§ **Dataset excerpts on object pointing**:

————

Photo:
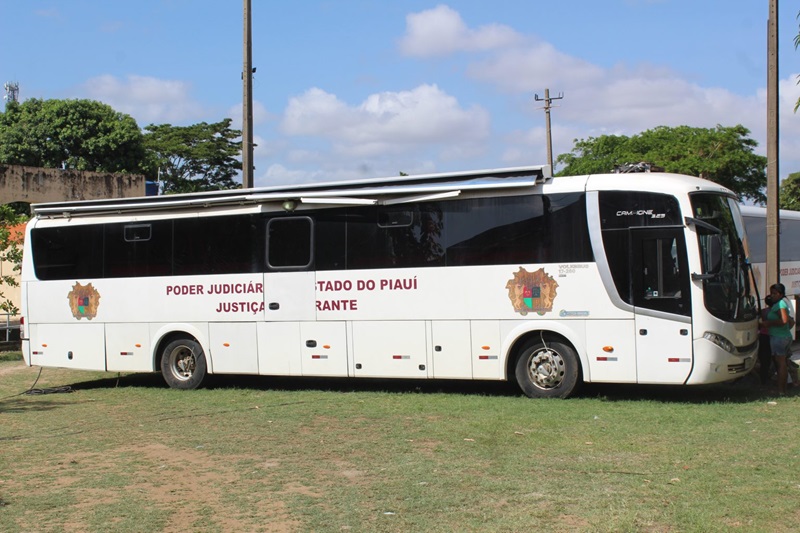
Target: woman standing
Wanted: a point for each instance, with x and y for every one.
(780, 335)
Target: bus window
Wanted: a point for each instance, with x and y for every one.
(289, 243)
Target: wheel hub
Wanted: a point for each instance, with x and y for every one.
(184, 364)
(546, 369)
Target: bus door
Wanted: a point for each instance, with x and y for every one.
(660, 285)
(290, 340)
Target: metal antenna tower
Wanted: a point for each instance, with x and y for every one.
(12, 91)
(547, 104)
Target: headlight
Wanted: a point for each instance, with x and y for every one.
(720, 341)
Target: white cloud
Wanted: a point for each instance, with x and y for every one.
(388, 122)
(442, 31)
(147, 99)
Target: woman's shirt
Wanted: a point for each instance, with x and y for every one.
(775, 314)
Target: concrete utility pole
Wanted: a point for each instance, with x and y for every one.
(547, 101)
(773, 274)
(247, 102)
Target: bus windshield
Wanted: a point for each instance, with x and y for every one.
(727, 290)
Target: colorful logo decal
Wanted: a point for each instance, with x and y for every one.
(532, 291)
(83, 301)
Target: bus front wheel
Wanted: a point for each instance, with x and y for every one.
(548, 370)
(183, 364)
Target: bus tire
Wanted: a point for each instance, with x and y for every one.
(548, 370)
(183, 364)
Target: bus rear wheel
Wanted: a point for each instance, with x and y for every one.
(183, 364)
(548, 370)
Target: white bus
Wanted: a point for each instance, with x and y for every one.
(755, 221)
(487, 275)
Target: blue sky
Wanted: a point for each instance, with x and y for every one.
(369, 88)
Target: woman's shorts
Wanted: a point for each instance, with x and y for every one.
(780, 346)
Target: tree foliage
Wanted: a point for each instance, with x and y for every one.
(789, 194)
(11, 252)
(70, 134)
(200, 157)
(722, 154)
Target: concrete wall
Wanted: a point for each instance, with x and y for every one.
(37, 185)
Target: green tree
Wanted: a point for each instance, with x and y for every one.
(11, 252)
(723, 155)
(70, 134)
(201, 157)
(789, 194)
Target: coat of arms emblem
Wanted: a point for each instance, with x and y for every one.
(532, 291)
(83, 301)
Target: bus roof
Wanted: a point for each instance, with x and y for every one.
(421, 187)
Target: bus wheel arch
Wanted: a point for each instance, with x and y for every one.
(182, 361)
(545, 365)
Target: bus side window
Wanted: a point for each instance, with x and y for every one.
(289, 243)
(660, 279)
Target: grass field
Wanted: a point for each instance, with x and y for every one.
(125, 453)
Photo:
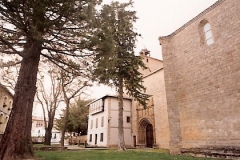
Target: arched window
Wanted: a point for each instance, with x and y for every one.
(208, 34)
(205, 32)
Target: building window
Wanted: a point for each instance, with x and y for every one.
(91, 124)
(101, 137)
(96, 122)
(208, 34)
(102, 121)
(128, 119)
(90, 138)
(205, 32)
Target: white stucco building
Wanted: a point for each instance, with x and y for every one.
(103, 122)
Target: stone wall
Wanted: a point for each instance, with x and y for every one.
(155, 86)
(203, 81)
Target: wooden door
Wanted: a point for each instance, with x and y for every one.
(149, 136)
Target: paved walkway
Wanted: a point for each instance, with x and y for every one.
(76, 147)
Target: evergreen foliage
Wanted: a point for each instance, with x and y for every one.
(116, 56)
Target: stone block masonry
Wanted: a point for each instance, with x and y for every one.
(203, 81)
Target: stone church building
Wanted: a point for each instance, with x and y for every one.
(150, 126)
(202, 80)
(194, 106)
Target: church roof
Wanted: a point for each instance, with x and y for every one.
(192, 20)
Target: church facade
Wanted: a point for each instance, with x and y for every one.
(202, 80)
(150, 126)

————

§ **REQUIRED TASK**: Without the pictures, restate each entry exactly.

§ **OUTPUT OF THE TASK**:
Photo:
Target: woman standing
Wanted: a point for each instance, with x and y for every one.
(780, 335)
Target: bus window
Wanted: a point for each instance, with x and y for every one.
(289, 243)
Target: wheel hub
Wanted: a point for each instance, with x and y for every one.
(184, 364)
(546, 369)
Target: bus door
Wanted: a point for each instance, with x and y for every one.
(660, 285)
(290, 340)
Target: metal antenna tower
Wanted: a point for each instance, with x and y for every one.
(12, 91)
(547, 104)
Target: headlight
Wanted: a point for each instance, with x and y for every one.
(720, 341)
Target: white cloud
Wanted: a point for each instance, with x and y for every one.
(388, 122)
(442, 31)
(147, 99)
Target: woman's shirt
Wanted: a point for each instance, with x and y for every one.
(775, 314)
Target: concrete utility pole
Wanted: a point for each instance, with x and y for every one.
(547, 101)
(773, 274)
(247, 102)
Target: bus windshield
Wanted: a point for each instance, with x and y for every one.
(727, 290)
Target: colorful logo decal
Wanted: a point for each instance, with x and y for every one.
(532, 291)
(83, 301)
Target: bus front wheel
Wanted: a point for each instance, with x and y for every one.
(548, 370)
(183, 364)
Target: bus tire
Wanted: a point for each instance, with x and y for every one.
(548, 370)
(183, 364)
Target: bus rear wheel
Wanted: a point for each instance, with x and y for every one.
(183, 364)
(548, 370)
Target: white bus
Wanted: a point for each instance, with x and y for every one.
(755, 221)
(487, 275)
Target: blue sky
Wanted: a point for each instance, with x and y for every one.
(369, 88)
Target: woman's shorts
Wanted: a point for each instance, with x and y for every one.
(780, 346)
Target: tree foliage
Wanted: a point for each instance, with x and y for every one.
(789, 194)
(11, 252)
(70, 134)
(200, 157)
(722, 154)
Target: concrete wall
Wanted: a point for each instance, with x and y for every one.
(37, 185)
Target: green tree
Wanted: a point for each instance, with x and y for every one.
(11, 252)
(723, 155)
(70, 134)
(201, 157)
(789, 194)
Target: coat of arms emblem
Wanted: a point for each instance, with x and y for every one.
(532, 291)
(83, 301)
Target: bus roof
Wanted: a point for each instance, with x and y for every one.
(421, 187)
Target: bus wheel arch
Wanted: a point for each instance, with x and y for every one.
(182, 361)
(545, 365)
Target: bus side window
Wanted: a point for each instance, with x and y for every one.
(289, 243)
(660, 279)
Target: grass field
Wanted: a point for each instance, with x and y for every one.
(125, 453)
Photo:
Target: arched window
Wanted: a point for each instance, with x and y for every one.
(208, 34)
(205, 32)
Target: building window
Wanted: a point for each instance, with x and y for every one.
(91, 124)
(101, 137)
(96, 122)
(208, 34)
(102, 121)
(128, 119)
(90, 138)
(205, 32)
Target: white stucco building
Wanted: a point for each instance, with x and y for every one.
(103, 122)
Target: stone wall
Wanted: a point for each instance, with x and y for every one.
(155, 86)
(203, 81)
Target: wooden door
Wanted: a point for each instance, with x and y for every one.
(149, 136)
Target: paved walkway
Wanted: a point for each instance, with x and y for every one.
(76, 147)
Target: evergreen foliage
Wanted: a point for each instance, with x and y for every one.
(116, 56)
Target: stone block masonry
Wanted: a point for each instance, with x and y for every one.
(203, 81)
Target: stone church building
Wanted: a point for each instance, with x and y for every one.
(150, 126)
(202, 80)
(194, 106)
Target: church roof
Wanted: a point for each instance, with x and y for every one.
(192, 20)
Target: church facade
Wanted: a point for each instance, with x and y for every one.
(202, 80)
(150, 126)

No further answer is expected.